- Exercise instructions -
List the pump operation setpoints that the artificial lift pump text below names in its method of operating the system.

In some embodiments, the pumping speed rate of change is between 0.1% and 0.5% per stroke, such as between 0.1% and 0.3%.
In some embodiments, the pumping speed rate of change is less that 0.1% per stroke.
According to another aspect, there is provided a method of operating an artificial lift system producing fluid from a wellbore, the artificial lift system comprising a reciprocating downhole pump, the method comprising: monitoring one or more properties indicative of a fluid level characteristic of the wellbore; selecting a set of operational parameters for the pump at least partly based on the monitored one or more properties indicative of the fluid level characteristic, wherein the set of operational parameters comprises pump operation setpoints and rules for automatically adjusting one or more of the pump operation setpoints, the pump operation setpoints comprising: a respective upper pumping speed limit; a respective lower pumping speed limit; and a respective pumping speed rate of change; and controlling operation of the pump as a function of the set of operational parameters.
In some embodiments, the set of operational parameters further comprises rules for adjusting one or more of the setpoints.
In some embodiments, the set of operational parameters further comprises one or more setpoints controlling a shutdown cycle and rules for adjusting at least one of the one or more setpoints controlling the shutdown cycle.
In some embodiments, the method further comprises determining that a fluid level in the wellbore is above a threshold and, responsive to a drop in production rate while the fluid level is above the threshold, raising the lower speed limit or the upper speed limit.

- Information supplied -
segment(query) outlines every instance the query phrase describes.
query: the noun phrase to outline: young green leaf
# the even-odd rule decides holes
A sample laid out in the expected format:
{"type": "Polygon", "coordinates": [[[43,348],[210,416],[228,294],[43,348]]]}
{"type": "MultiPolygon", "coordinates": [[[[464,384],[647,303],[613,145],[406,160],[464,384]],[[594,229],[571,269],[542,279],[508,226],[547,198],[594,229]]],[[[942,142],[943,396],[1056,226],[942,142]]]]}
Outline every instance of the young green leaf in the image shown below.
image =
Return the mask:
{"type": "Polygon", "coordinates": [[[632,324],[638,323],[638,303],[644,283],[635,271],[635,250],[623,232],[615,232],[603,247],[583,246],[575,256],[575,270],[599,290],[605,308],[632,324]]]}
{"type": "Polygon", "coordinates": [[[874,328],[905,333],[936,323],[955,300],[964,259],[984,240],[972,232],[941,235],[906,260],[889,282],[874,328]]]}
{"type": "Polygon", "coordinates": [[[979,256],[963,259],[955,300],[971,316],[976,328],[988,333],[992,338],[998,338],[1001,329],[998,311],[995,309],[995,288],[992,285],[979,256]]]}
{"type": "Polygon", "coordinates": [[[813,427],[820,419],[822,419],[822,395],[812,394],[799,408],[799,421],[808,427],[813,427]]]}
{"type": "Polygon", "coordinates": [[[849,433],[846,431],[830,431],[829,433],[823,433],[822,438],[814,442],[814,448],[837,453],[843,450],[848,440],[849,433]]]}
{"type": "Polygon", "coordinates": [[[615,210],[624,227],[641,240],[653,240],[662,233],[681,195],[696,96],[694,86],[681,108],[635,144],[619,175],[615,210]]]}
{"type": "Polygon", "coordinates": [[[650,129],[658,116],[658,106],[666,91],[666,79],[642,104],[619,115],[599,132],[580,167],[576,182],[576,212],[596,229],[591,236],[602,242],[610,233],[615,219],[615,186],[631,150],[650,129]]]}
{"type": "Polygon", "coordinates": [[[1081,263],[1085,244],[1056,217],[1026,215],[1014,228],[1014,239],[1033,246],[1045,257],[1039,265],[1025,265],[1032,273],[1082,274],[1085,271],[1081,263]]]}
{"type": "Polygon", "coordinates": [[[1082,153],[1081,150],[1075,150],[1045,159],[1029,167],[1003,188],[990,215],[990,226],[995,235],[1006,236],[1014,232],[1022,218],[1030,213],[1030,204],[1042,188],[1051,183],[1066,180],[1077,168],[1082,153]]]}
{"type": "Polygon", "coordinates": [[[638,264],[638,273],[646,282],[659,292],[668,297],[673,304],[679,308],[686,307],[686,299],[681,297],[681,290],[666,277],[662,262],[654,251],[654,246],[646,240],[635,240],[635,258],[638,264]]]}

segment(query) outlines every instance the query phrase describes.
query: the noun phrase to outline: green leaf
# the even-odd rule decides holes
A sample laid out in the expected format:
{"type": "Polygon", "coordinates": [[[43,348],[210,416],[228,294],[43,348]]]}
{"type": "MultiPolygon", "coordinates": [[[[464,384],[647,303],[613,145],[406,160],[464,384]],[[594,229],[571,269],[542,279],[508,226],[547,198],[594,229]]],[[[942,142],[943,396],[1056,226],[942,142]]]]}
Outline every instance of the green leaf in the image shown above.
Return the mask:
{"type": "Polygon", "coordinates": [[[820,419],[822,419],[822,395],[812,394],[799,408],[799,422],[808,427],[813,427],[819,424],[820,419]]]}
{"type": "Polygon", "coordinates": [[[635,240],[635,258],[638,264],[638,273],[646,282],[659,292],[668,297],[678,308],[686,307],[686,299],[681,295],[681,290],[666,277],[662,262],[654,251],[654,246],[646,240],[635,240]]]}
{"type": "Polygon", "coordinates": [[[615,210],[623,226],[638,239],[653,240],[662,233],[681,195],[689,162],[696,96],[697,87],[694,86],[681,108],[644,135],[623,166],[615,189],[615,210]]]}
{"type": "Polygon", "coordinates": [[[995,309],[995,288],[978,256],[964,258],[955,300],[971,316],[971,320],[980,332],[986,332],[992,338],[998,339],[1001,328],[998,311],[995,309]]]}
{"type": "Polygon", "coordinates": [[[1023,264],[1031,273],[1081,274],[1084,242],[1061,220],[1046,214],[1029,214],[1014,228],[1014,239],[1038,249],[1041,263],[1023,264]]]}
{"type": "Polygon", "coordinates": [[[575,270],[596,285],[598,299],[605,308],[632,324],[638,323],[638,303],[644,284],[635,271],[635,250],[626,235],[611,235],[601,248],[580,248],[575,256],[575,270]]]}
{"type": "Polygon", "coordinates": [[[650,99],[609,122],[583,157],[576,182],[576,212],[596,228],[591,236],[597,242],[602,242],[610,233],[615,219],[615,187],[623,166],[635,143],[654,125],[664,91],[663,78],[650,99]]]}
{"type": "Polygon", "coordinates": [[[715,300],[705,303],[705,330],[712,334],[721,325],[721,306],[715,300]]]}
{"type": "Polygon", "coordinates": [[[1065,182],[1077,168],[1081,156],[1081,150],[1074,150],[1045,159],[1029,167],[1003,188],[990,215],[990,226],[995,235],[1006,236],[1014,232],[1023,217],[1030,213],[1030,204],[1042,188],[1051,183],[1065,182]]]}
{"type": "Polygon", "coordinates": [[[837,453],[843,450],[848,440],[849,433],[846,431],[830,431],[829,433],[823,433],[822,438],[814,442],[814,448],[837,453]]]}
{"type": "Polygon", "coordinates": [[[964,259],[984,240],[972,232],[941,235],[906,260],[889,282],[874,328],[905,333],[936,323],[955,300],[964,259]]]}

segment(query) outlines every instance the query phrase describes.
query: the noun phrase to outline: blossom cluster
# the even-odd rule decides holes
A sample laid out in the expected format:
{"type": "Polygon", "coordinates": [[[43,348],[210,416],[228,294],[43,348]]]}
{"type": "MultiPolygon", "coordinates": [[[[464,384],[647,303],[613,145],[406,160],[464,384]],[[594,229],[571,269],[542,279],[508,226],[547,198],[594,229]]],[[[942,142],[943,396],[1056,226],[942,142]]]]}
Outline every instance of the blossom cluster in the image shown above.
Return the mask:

- Response -
- Upper pumping speed limit
- Lower pumping speed limit
- Pumping speed rate of change